I met this man 17 years ago - new to the city, he was an elder in the congregation. His personality was warm and loud - (a New Yorker, of course) -- I had left home, but I was reminded of home every time he opened his mouth. One of the most endearing things about him was the way he pronounced Jehovah - with an "er" at the end, more like Jehover... boy was he loud and warm
I told him how much he reminded me of my family, in particular, my brother ... and years later when my mother moved to Florida and joined his bookstudy - he cared for her like a son would. The night she laid dying in the hospital, I called him and he came ... running down the hall ... and we cried together.
We've been through alot - us two . . . good and bad. We weren't friends that spoke daily - or weekly - through the years - but the feelings we had for eachother (and our families) were real. Next month will make 2 years since my mom's death. I asked him to give her funeral talk - At first he said he didn't know if he could - But then he said he "had to" - None of us thought he'd make it through it, and he almost didn't. He cried, we all cried - his tribute to my mother was wonderful - he was talking about someone he loved and we all knew it ...
I have absolutely no desire to enter a hall again - but for him I must. I hope no one decides to try to "reach out" to me and warn me about "the time being short, etc." I hope no one decides they must make a sheparding call because seeing us reminds them that they haven't seen us. But I've got to go. It's the right thing to do.

## DATA
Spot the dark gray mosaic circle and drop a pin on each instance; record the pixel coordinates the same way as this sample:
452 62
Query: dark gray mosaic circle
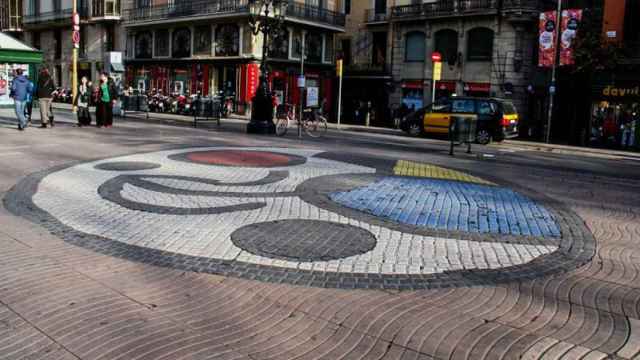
127 166
304 240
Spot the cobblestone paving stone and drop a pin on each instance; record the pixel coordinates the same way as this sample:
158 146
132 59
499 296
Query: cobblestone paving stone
61 301
188 222
451 205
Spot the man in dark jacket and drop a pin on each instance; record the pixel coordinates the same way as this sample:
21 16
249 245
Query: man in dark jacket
21 89
107 98
46 87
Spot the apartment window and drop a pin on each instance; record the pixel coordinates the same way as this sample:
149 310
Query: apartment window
415 46
480 44
446 43
345 44
35 39
144 42
57 38
202 40
162 43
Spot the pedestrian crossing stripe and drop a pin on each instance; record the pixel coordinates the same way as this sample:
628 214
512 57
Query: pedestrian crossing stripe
416 169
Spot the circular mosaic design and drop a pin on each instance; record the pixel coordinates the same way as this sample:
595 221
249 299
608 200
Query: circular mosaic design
304 240
241 158
323 219
126 166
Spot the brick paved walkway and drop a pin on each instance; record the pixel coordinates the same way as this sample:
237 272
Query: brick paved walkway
63 301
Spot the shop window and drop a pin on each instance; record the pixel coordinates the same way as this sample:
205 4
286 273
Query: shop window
181 43
446 43
143 45
415 46
413 98
480 44
279 46
463 106
328 48
227 40
162 43
202 40
314 47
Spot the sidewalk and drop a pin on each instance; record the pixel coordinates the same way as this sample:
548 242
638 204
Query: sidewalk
515 145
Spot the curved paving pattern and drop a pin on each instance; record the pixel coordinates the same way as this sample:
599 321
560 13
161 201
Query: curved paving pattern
196 216
304 240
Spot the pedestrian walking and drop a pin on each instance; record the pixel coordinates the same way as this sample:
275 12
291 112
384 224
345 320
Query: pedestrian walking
45 90
20 89
82 102
106 99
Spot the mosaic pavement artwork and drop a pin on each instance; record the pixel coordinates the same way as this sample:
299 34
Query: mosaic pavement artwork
305 217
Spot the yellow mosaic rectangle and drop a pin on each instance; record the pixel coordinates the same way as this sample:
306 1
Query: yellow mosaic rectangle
416 169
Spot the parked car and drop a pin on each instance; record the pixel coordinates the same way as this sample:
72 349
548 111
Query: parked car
497 118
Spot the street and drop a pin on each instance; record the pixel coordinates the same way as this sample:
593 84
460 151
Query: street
151 241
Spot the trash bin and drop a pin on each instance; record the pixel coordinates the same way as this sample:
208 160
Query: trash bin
462 130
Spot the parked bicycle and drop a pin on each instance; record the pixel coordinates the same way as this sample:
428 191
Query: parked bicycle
313 123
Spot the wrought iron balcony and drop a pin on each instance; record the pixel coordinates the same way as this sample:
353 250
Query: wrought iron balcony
56 17
105 9
216 8
372 16
443 8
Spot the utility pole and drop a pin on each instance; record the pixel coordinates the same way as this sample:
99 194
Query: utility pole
552 88
76 44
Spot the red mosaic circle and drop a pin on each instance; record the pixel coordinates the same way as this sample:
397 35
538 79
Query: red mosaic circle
240 158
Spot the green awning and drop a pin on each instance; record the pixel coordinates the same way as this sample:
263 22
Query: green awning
15 52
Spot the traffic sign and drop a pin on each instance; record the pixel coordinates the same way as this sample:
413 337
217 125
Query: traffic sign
437 71
75 38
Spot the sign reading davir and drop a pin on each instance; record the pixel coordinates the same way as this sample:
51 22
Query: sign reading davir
621 92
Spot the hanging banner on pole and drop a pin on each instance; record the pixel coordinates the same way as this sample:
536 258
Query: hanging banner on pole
547 38
570 22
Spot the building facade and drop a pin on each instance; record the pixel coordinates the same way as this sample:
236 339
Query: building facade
11 17
48 26
207 46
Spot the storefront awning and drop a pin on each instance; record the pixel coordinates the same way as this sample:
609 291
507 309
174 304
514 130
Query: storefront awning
446 85
15 52
477 87
117 67
412 84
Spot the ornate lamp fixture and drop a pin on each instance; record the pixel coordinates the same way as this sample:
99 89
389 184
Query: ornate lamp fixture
266 17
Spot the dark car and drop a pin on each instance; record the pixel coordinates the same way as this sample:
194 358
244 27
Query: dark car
497 118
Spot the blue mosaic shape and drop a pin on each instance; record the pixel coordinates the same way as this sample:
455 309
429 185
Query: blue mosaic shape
451 205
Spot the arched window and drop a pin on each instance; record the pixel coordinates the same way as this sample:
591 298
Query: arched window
446 43
480 44
415 46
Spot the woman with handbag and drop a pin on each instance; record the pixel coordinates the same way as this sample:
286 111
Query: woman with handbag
82 102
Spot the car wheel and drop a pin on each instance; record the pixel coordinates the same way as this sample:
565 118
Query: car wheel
414 129
483 137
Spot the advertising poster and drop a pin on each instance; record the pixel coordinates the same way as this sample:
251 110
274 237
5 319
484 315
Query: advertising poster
570 22
546 39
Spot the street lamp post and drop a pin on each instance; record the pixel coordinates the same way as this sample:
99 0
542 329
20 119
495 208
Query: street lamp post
266 17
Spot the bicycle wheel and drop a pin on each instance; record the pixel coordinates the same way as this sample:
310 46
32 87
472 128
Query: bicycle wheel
282 126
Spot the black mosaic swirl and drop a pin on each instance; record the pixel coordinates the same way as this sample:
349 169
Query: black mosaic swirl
304 240
127 166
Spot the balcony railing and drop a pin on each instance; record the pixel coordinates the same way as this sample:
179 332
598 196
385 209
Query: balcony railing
56 16
373 16
315 14
226 7
105 8
446 8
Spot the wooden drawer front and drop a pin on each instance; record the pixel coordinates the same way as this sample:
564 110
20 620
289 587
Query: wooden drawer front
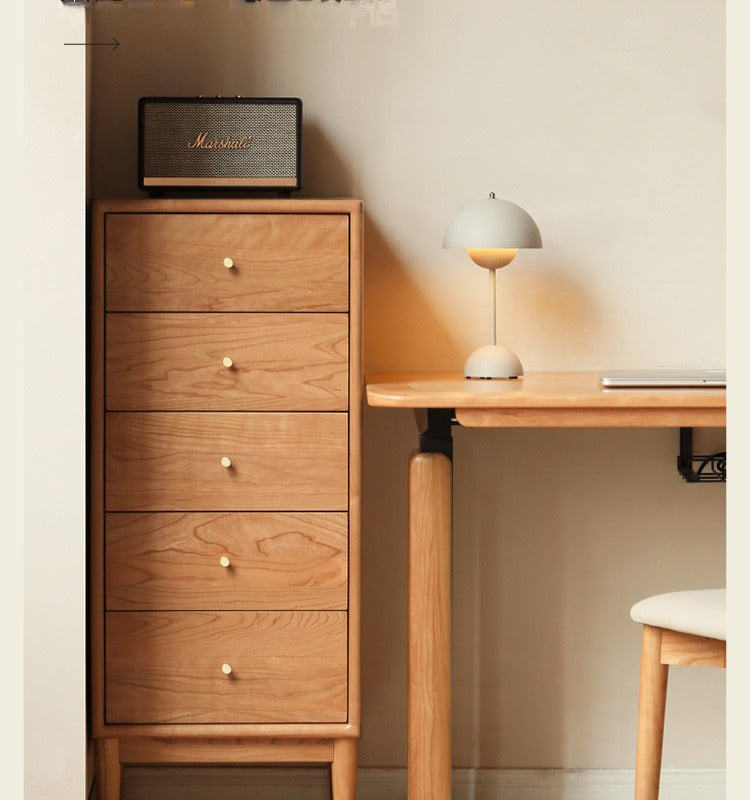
171 461
277 362
175 262
167 667
276 561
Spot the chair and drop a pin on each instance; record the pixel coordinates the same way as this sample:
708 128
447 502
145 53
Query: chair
678 628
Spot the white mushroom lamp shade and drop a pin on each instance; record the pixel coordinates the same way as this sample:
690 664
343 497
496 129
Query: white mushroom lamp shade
492 231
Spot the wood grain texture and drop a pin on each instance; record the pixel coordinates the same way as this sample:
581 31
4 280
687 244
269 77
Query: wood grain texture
225 751
344 769
276 561
356 395
280 461
150 259
429 678
166 666
108 769
174 362
690 650
174 262
549 399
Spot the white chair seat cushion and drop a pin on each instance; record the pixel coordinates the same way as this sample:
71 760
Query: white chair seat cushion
701 612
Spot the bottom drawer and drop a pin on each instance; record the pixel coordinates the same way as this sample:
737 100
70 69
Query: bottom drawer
166 667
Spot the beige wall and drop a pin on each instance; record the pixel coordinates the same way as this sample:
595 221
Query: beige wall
51 382
605 120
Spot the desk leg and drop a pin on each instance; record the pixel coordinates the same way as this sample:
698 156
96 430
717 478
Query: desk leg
429 692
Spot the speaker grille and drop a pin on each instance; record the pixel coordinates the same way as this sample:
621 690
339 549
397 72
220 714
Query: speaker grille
235 139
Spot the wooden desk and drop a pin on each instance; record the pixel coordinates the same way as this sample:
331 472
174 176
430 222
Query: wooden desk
537 400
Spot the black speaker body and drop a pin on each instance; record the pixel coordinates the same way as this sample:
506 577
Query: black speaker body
222 143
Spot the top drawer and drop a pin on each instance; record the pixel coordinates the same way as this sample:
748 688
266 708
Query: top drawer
227 262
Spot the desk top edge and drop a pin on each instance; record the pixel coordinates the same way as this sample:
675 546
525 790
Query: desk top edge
569 390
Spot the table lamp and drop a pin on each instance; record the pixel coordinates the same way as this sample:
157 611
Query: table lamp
492 231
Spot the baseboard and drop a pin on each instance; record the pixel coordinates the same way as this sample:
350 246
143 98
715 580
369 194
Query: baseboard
313 783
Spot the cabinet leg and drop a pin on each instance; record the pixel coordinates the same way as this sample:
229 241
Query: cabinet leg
108 769
344 769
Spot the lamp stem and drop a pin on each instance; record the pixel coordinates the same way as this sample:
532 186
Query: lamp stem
493 331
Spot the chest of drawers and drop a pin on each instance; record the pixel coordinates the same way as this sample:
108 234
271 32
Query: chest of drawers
225 484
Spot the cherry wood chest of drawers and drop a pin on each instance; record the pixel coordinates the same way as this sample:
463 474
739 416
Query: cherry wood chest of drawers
225 484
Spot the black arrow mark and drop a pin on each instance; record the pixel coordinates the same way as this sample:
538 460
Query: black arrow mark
94 44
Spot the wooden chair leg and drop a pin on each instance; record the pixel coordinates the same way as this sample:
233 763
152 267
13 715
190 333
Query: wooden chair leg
651 708
108 769
344 769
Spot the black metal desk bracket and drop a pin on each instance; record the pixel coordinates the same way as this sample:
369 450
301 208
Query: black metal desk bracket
699 468
435 434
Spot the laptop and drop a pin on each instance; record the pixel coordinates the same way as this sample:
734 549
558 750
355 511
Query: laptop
663 377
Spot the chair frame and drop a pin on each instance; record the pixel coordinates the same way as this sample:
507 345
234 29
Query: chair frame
661 649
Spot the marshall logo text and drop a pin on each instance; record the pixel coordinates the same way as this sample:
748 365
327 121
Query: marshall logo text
202 142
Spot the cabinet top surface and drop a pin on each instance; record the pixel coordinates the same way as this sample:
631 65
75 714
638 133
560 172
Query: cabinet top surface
270 205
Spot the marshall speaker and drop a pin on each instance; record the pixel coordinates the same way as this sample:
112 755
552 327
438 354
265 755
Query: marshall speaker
220 143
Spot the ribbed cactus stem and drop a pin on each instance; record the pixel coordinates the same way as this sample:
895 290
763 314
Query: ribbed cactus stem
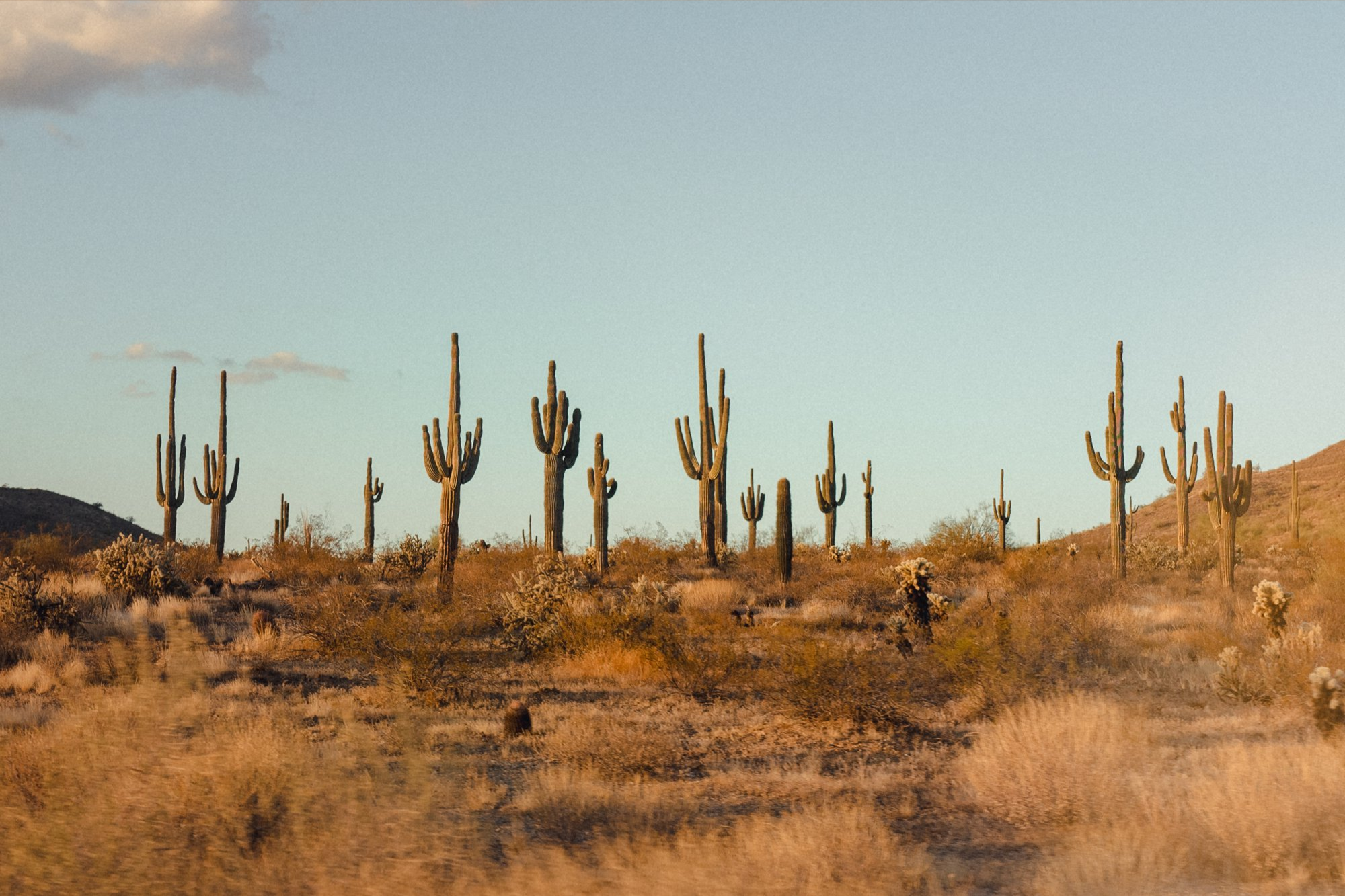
216 473
1229 489
783 532
282 522
754 507
559 440
1003 510
373 494
451 470
827 489
709 467
1112 466
603 489
868 503
1184 481
171 474
1296 507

## YOUR TASK
Rewrite the passage about the congregation elder, everything from "I met this man" down to "we cried together.", replacing "loud" with "boisterous".

## PROBLEM SOLUTION
I met this man 17 years ago - new to the city, he was an elder in the congregation. His personality was warm and boisterous - (a New Yorker, of course) -- I had left home, but I was reminded of home every time he opened his mouth. One of the most endearing things about him was the way he pronounced Jehovah - with an "er" at the end, more like Jehover... boy was he boisterous and warm
I told him how much he reminded me of my family, in particular, my brother ... and years later when my mother moved to Florida and joined his bookstudy - he cared for her like a son would. The night she laid dying in the hospital, I called him and he came ... running down the hall ... and we cried together.